Content starts

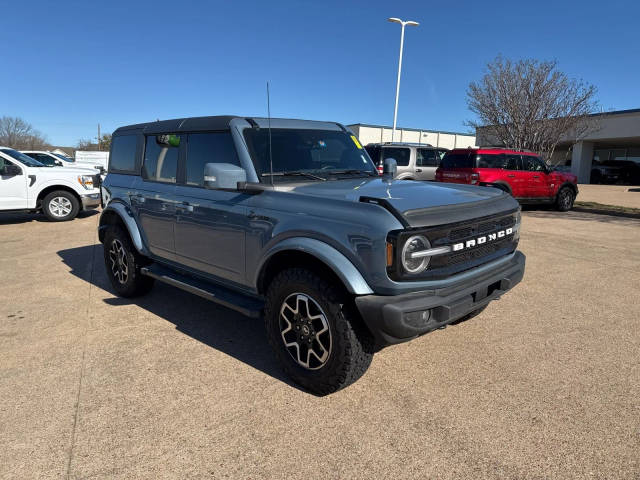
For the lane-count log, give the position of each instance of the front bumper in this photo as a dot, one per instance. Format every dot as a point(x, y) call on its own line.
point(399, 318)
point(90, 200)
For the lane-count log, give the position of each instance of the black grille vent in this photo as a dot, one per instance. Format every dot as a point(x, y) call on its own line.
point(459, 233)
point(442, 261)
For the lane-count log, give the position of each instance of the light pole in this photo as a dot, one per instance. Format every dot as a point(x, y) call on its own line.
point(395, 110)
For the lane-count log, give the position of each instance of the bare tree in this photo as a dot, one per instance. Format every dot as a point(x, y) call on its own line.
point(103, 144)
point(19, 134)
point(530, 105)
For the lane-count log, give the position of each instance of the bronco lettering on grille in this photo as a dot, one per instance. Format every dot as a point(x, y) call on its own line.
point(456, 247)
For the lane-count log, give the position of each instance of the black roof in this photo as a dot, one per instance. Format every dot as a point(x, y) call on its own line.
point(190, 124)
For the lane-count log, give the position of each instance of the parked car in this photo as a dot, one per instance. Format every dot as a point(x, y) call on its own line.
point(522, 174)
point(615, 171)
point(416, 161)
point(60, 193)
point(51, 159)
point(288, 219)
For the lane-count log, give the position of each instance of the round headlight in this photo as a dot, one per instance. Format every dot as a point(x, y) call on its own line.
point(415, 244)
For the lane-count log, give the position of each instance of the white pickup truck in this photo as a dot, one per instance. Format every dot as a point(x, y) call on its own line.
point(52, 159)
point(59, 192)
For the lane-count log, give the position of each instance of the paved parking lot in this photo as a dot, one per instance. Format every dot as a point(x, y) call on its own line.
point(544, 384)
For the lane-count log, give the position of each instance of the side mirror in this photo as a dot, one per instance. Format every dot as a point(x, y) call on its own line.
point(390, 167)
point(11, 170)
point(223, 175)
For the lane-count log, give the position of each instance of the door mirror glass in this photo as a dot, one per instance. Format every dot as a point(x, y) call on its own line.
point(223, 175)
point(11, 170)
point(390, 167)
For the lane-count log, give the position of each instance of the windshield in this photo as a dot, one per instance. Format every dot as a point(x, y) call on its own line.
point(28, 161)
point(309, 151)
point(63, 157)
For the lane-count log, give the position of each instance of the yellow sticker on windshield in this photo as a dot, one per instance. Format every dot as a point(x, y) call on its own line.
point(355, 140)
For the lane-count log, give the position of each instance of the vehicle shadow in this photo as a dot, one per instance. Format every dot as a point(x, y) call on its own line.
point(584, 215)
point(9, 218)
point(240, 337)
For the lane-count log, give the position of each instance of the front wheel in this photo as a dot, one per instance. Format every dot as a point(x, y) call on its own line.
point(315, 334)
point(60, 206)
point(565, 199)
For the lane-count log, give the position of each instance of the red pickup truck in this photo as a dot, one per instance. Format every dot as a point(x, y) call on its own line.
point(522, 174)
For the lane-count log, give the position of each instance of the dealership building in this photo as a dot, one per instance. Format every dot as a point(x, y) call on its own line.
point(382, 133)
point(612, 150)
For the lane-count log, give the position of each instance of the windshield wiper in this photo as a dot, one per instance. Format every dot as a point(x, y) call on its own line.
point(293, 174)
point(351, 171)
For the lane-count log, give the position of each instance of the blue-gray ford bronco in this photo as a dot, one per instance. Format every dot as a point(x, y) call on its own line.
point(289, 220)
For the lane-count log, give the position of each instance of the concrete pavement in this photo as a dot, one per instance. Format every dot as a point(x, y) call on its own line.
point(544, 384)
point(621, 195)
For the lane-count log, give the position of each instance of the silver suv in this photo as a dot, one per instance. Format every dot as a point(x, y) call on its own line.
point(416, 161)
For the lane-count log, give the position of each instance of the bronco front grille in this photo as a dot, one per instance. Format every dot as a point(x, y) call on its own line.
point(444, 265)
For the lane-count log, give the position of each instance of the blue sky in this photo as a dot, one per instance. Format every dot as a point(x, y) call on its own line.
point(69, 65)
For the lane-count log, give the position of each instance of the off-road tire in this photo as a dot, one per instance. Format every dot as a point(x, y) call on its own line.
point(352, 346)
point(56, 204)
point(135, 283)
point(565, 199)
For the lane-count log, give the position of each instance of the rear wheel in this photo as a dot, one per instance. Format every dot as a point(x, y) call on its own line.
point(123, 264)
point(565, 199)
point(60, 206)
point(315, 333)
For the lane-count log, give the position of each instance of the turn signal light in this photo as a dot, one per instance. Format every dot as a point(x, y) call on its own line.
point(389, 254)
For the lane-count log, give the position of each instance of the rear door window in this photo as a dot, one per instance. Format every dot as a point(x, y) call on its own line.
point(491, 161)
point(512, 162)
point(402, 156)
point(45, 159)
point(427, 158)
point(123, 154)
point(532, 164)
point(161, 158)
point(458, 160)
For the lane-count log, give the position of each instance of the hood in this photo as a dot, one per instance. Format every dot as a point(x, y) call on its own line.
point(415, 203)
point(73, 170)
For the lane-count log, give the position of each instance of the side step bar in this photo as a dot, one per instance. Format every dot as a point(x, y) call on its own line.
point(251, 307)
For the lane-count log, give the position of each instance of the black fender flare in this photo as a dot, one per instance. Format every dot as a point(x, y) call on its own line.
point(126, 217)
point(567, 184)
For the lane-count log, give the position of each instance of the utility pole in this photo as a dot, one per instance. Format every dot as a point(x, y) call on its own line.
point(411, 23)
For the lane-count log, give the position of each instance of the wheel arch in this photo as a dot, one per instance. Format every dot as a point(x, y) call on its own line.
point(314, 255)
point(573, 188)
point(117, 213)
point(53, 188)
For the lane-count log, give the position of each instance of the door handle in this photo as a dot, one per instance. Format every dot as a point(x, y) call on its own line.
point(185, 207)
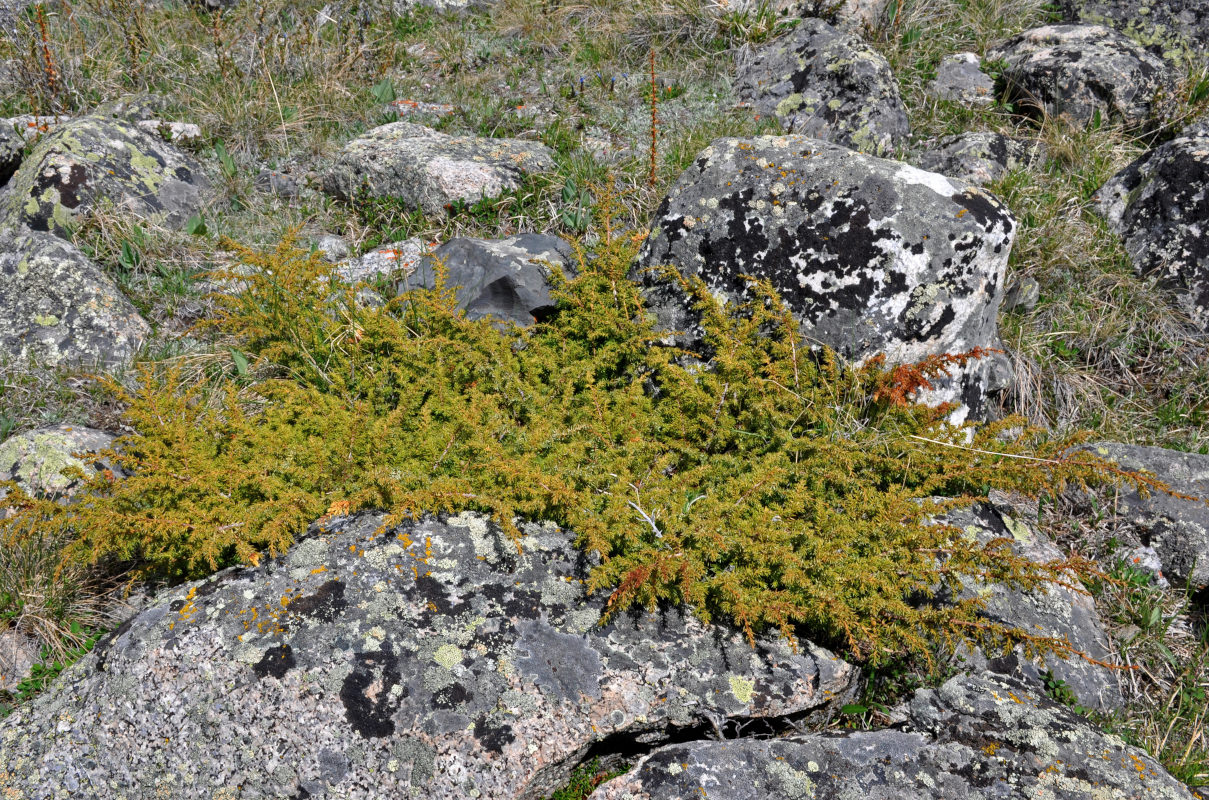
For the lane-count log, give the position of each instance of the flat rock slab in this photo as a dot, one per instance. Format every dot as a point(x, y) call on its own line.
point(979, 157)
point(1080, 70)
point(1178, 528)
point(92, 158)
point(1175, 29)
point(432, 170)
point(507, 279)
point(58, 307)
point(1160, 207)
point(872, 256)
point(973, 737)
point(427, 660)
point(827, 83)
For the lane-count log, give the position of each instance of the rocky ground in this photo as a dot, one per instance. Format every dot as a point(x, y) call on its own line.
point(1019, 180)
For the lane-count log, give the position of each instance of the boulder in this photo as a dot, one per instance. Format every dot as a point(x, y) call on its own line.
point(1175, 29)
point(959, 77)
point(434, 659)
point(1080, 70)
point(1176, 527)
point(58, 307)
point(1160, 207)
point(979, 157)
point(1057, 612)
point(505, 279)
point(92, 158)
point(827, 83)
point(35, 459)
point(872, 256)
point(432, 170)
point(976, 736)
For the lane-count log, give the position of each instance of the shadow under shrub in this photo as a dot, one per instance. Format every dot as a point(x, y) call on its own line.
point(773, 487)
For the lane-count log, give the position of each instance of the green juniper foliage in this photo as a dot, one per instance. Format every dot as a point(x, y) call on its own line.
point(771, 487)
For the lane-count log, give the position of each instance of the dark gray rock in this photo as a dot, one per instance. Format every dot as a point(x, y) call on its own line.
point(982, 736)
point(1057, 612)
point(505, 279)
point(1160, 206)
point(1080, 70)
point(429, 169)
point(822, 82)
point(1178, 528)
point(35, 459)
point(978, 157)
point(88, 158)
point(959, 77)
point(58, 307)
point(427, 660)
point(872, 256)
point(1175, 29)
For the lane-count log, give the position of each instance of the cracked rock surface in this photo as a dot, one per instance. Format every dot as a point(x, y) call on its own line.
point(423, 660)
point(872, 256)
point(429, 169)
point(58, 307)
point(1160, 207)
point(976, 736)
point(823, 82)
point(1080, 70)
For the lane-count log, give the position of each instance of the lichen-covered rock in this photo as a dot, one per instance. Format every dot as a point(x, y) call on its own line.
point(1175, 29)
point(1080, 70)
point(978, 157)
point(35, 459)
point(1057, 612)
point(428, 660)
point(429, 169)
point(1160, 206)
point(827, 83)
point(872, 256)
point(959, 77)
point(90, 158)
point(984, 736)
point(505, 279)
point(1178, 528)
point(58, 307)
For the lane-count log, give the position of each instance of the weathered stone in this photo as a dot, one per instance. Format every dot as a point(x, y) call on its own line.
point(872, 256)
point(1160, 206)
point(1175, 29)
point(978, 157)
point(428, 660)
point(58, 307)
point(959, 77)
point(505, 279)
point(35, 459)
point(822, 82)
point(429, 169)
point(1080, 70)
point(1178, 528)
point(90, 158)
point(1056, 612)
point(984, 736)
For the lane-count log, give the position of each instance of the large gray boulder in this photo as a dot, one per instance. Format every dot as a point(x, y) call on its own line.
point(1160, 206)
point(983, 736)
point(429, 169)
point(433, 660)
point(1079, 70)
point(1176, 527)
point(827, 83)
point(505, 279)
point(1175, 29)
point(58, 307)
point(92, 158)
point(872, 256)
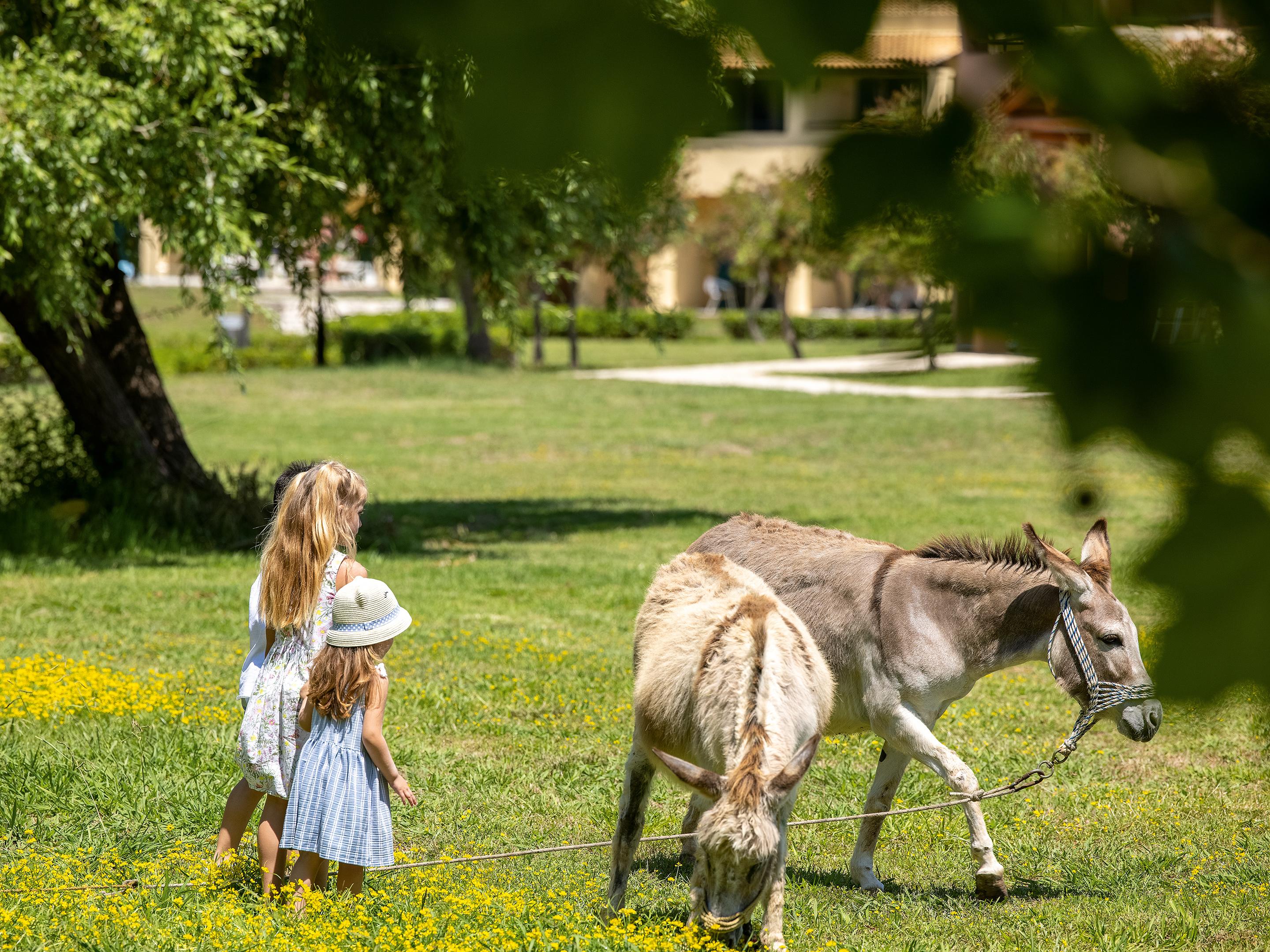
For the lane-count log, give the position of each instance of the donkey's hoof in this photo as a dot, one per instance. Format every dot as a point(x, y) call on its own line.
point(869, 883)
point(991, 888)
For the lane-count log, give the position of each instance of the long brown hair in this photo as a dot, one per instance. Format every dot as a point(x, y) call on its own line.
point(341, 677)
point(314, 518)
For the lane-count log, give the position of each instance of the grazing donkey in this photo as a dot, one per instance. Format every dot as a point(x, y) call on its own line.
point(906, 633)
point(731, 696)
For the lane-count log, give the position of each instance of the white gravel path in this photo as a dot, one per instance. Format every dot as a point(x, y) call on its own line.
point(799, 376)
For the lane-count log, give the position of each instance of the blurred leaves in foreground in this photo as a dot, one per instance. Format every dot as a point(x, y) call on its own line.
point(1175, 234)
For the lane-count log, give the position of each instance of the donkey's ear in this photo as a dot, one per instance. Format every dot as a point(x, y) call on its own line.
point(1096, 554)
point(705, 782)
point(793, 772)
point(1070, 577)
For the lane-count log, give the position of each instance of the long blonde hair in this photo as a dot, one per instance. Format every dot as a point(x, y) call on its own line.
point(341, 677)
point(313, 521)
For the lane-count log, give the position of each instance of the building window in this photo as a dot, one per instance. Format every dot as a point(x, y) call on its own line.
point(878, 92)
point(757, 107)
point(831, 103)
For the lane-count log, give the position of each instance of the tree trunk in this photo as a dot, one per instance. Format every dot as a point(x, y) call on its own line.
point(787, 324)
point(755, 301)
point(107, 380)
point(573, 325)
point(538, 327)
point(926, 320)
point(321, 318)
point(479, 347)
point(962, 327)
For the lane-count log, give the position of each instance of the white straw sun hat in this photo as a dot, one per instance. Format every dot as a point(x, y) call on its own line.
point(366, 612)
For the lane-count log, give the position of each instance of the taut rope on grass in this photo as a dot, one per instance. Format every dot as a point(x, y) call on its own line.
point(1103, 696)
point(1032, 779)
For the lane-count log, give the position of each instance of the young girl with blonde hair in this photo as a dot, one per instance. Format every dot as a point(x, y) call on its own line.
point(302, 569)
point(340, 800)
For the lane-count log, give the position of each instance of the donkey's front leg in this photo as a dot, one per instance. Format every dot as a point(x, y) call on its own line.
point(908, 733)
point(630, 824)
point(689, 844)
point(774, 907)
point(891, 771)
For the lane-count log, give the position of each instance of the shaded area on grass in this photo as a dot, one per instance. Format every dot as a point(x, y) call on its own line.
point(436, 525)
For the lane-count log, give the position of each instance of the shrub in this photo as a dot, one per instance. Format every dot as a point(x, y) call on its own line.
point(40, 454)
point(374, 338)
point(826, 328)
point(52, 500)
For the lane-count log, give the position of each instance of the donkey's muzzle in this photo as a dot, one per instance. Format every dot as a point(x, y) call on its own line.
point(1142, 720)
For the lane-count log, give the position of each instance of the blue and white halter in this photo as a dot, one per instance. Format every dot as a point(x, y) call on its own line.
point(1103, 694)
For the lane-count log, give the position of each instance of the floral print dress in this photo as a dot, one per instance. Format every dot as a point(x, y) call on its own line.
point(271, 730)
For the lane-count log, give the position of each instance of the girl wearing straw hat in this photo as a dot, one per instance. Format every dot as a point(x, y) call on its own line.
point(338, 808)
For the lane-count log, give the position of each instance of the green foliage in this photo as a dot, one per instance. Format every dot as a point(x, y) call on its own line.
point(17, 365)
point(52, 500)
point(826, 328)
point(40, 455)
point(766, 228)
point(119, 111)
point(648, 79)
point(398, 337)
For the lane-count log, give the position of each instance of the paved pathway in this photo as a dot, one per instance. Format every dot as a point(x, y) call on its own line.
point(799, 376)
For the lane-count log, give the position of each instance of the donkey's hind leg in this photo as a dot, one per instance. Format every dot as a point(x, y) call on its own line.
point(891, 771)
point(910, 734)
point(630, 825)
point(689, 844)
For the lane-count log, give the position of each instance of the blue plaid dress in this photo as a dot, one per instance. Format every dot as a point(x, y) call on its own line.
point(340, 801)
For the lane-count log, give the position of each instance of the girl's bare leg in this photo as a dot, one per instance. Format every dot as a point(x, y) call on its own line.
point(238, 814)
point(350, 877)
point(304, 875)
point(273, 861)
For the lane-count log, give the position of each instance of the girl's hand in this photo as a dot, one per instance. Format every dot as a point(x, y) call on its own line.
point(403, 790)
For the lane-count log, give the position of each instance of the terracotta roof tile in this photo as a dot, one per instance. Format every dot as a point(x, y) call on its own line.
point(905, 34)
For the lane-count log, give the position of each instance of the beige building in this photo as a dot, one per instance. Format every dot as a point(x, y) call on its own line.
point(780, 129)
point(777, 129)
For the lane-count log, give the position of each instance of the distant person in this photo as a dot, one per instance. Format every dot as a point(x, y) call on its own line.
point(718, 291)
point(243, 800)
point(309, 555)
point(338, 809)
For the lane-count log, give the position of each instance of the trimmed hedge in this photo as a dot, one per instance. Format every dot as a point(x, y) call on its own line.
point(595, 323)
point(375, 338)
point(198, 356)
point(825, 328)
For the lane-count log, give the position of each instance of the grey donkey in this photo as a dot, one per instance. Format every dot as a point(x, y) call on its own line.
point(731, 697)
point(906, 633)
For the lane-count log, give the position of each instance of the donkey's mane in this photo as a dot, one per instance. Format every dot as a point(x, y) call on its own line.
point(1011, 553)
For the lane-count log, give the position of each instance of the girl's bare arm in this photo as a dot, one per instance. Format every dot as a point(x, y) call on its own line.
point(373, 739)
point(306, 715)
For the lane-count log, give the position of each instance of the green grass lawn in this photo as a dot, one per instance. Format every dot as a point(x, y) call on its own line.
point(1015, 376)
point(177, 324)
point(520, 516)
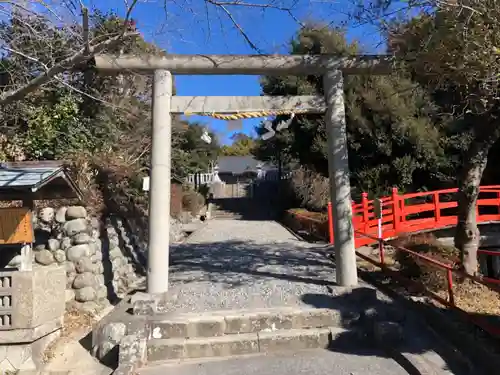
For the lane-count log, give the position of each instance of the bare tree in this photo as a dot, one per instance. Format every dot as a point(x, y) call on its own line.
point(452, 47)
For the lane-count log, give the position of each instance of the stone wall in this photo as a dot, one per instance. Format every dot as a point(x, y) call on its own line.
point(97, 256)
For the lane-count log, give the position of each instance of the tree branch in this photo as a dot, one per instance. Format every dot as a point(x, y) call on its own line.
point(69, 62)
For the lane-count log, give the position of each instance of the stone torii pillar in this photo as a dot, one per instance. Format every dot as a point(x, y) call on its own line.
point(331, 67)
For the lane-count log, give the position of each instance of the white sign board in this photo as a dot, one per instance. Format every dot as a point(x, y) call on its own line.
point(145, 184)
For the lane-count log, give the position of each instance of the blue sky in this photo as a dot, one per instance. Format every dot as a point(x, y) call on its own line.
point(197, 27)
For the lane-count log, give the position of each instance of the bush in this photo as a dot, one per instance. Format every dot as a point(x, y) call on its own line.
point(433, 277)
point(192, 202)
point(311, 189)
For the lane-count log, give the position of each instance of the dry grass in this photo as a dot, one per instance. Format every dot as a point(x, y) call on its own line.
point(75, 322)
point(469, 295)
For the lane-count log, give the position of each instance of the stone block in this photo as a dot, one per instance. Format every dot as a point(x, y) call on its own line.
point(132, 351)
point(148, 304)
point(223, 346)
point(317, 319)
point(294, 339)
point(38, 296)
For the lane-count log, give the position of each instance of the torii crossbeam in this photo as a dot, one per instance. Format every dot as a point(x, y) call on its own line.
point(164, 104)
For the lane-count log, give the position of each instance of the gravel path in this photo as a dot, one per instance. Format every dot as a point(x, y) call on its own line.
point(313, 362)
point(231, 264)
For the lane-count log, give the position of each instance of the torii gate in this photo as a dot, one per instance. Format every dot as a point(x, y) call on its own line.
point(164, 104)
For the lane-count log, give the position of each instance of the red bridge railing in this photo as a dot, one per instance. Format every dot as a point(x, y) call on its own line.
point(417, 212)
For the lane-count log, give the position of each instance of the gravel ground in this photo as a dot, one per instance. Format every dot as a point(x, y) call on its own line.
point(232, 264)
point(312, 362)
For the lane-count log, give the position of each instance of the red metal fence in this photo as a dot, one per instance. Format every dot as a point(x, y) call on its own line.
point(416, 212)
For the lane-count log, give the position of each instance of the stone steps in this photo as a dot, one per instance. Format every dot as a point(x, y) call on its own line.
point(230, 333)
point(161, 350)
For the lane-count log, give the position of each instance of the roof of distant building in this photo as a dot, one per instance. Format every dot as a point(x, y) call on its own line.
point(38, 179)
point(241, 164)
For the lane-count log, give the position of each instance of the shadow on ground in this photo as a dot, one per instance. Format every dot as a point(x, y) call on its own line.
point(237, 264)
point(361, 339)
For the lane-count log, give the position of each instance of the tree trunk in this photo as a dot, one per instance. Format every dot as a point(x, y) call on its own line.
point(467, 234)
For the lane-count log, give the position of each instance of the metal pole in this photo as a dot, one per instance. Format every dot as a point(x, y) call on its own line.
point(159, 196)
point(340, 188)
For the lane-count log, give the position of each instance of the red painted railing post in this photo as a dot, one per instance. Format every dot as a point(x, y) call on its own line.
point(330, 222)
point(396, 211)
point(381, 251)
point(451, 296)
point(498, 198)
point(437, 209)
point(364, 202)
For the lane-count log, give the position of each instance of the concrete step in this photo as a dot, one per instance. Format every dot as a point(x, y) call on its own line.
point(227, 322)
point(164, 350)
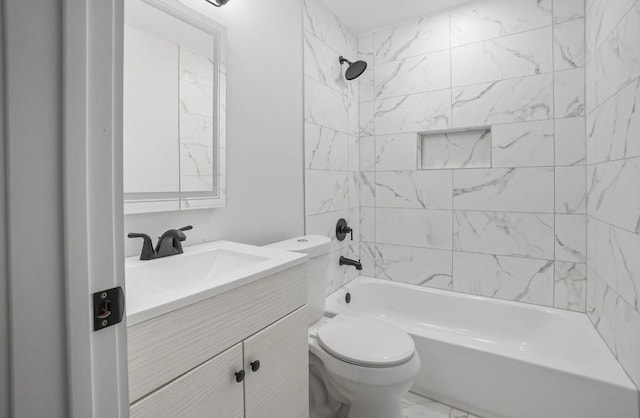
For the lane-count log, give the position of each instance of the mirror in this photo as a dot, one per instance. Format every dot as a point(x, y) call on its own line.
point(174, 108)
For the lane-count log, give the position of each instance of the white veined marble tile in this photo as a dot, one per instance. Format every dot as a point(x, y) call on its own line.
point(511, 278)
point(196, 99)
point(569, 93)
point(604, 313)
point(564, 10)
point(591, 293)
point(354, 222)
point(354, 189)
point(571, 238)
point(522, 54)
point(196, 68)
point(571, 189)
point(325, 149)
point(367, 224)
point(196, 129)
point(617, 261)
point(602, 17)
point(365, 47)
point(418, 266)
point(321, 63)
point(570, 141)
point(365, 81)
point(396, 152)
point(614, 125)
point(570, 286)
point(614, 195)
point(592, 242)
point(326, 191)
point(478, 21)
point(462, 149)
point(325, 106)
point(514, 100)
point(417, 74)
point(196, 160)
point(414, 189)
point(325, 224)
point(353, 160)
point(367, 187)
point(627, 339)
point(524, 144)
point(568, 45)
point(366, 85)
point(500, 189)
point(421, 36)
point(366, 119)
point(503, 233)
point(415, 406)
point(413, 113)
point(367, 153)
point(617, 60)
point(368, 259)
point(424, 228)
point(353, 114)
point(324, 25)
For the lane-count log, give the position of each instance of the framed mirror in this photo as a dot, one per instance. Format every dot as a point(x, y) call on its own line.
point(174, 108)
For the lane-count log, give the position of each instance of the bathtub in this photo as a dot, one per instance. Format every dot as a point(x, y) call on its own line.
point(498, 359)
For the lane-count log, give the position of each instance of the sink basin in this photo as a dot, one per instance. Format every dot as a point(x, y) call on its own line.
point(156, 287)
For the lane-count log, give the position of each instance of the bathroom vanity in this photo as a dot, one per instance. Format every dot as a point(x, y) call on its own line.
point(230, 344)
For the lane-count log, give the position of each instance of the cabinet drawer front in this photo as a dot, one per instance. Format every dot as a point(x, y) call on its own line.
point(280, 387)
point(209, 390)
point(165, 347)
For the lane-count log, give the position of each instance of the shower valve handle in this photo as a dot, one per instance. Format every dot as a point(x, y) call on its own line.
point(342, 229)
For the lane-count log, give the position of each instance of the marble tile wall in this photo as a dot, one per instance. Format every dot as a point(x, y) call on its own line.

Content ends

== Task item ==
Locate the line that contains "of the bathtub", then please quote it and every line after it to the end of the entries above, exactly and with nothing else.

== Written response ==
For the lane-count log, give the position of each instance of the bathtub in this photo as a dot, one per instance. Format every dot as a point(x, y) call on its own line.
point(498, 359)
For the lane-count log, give the position of each instance of the sink basin in this photo as a dot, one per instance. Format every dot as a point(x, y) call on its own line.
point(156, 287)
For the lane-count log, give the position of each instance of the bathroom vanity in this photo as a dot, one per instance. Format every dot as a point(x, y) call on its own line.
point(230, 344)
For the lane-count log, give the position of each instance of the cabinet drawer front in this photo as a dot, one per instance. Format every dot as a point(x, y) call on its own line.
point(280, 387)
point(209, 390)
point(165, 347)
For the lane-count log, give the position of each instance of the shower valve handle in this photo as a dot, one per instance. Format every dot as a point(x, y) call on its own line.
point(342, 229)
For the lane-count log, give the position of each instance of the marble tile wall in this photo as a dot, one per instance. Format every dot as a point(x, y) call on its own line.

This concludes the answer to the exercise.